— START —
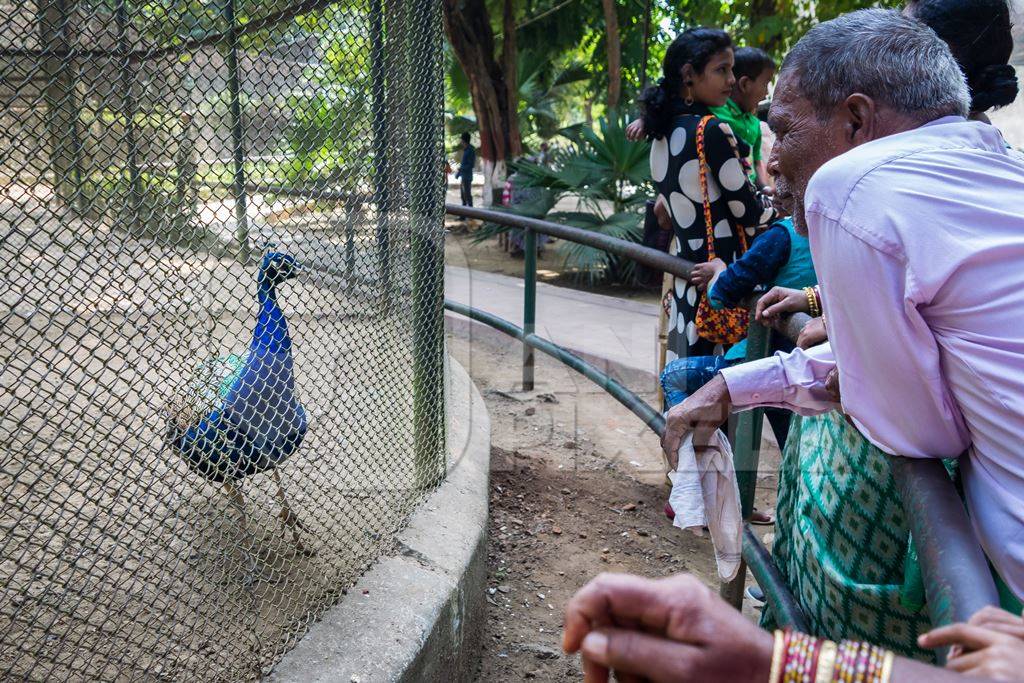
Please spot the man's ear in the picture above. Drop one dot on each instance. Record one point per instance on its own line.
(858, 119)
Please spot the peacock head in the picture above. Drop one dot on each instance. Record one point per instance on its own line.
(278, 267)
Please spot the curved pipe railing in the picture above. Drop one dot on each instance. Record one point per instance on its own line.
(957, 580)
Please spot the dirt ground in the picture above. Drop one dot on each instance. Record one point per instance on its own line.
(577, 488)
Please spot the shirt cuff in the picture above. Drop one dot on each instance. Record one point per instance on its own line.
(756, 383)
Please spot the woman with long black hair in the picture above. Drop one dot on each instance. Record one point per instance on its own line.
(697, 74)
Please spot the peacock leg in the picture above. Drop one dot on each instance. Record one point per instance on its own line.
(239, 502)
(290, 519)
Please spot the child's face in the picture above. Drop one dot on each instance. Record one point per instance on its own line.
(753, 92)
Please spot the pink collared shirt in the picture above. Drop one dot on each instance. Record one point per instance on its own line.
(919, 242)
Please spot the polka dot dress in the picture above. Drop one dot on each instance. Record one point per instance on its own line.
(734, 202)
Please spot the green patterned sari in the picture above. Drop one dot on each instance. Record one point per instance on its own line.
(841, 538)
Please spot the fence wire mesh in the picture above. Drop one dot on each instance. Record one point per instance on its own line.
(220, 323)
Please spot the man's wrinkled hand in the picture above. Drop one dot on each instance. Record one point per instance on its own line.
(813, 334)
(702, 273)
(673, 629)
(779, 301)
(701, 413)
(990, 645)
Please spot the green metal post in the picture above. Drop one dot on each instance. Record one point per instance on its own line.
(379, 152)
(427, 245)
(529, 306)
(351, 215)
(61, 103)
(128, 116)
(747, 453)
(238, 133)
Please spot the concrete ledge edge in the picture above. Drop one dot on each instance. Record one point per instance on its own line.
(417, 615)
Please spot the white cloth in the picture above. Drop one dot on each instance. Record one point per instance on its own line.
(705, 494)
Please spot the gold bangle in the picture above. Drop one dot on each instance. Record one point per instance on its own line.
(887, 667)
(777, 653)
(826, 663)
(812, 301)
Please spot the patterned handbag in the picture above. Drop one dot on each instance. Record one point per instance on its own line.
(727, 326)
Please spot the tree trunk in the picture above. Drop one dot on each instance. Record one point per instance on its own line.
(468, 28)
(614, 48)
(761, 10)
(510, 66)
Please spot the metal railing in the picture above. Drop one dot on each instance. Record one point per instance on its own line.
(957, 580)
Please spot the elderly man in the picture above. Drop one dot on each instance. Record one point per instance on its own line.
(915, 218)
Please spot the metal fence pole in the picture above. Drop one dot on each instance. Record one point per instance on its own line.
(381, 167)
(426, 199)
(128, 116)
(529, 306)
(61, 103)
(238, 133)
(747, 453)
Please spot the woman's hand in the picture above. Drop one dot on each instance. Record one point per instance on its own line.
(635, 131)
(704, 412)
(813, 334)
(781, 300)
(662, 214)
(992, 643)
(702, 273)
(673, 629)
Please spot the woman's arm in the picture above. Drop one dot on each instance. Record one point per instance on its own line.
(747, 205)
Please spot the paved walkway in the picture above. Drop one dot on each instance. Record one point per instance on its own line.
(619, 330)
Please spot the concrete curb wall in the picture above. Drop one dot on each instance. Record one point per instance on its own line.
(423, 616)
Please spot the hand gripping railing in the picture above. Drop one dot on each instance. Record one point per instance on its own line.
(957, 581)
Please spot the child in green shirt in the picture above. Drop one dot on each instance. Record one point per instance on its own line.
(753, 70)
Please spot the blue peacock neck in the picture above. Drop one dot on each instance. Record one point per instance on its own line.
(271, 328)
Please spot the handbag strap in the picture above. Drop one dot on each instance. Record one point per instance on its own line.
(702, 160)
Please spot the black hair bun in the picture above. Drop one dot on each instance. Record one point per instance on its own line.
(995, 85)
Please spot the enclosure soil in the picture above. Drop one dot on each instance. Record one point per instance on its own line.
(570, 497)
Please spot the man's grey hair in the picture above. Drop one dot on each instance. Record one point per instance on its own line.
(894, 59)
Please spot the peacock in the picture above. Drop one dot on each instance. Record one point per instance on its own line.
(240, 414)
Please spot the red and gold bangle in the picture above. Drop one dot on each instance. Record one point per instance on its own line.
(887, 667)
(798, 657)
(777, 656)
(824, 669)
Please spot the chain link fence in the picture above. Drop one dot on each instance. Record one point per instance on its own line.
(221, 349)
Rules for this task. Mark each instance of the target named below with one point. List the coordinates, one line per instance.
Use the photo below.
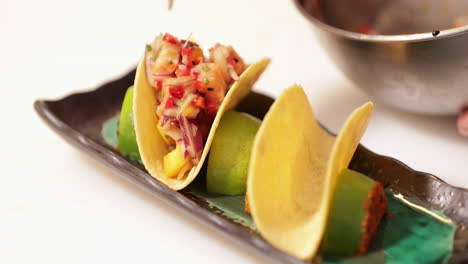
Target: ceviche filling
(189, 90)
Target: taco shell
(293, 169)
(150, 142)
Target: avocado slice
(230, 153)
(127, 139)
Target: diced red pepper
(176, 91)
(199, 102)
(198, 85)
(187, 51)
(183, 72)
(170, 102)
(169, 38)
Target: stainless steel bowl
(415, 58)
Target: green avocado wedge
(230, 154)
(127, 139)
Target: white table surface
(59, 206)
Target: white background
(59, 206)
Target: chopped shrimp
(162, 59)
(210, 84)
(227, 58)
— END —
Exclude all pictures and reproduce verbatim the lines running from the line that contains "Please spot the blue" to the end of the data above, both ends included.

Please spot the blue peacock neck in the picture above. Drop one dot on each instance. Record one point per instance on its own line.
(271, 328)
Please spot the handbag strap in the picture above. Drop one dot on each instance. Record one point per instance on its own line.
(702, 160)
Please spot the black hair bun in the picture above. Drop one dot on each instance. Record one point per instance on its own line.
(995, 85)
Please spot the enclosure soil in the picture above. Drop one dot on each instance. Record one point per instance on its own line.
(570, 497)
Please spot the man's grey hair in the picture above. Drop one dot on each instance. Record one point per instance on its own line.
(894, 59)
Please spot the peacock in the picture above. Drop one dot on each instance. Record one point per instance on its own line.
(240, 414)
Please spot the red and gold bangle in the picture above. Drop one dot on each instance. Record one point per instance on its own line.
(887, 667)
(798, 657)
(777, 656)
(824, 669)
Please spot the chain link fence in the picture above. Drop one dot on each instance. Record one point per instance on its own line.
(221, 349)
Rules for this task. Mark each instance of the target named below with one point. List the coordinates, one line per instance.
Use the photo below.
Target: ceviche filling
(189, 90)
Target: taco shell
(293, 169)
(150, 142)
Target: avocado slice
(230, 153)
(127, 139)
Target: diced red pepper
(176, 91)
(199, 102)
(198, 85)
(187, 51)
(183, 72)
(170, 102)
(169, 38)
Target: stainless steel bowl
(415, 58)
Target: green avocado wedge
(230, 154)
(127, 139)
Target: white table surface
(59, 206)
Target: white background
(59, 206)
Target: chopped shrimp
(162, 59)
(210, 84)
(227, 58)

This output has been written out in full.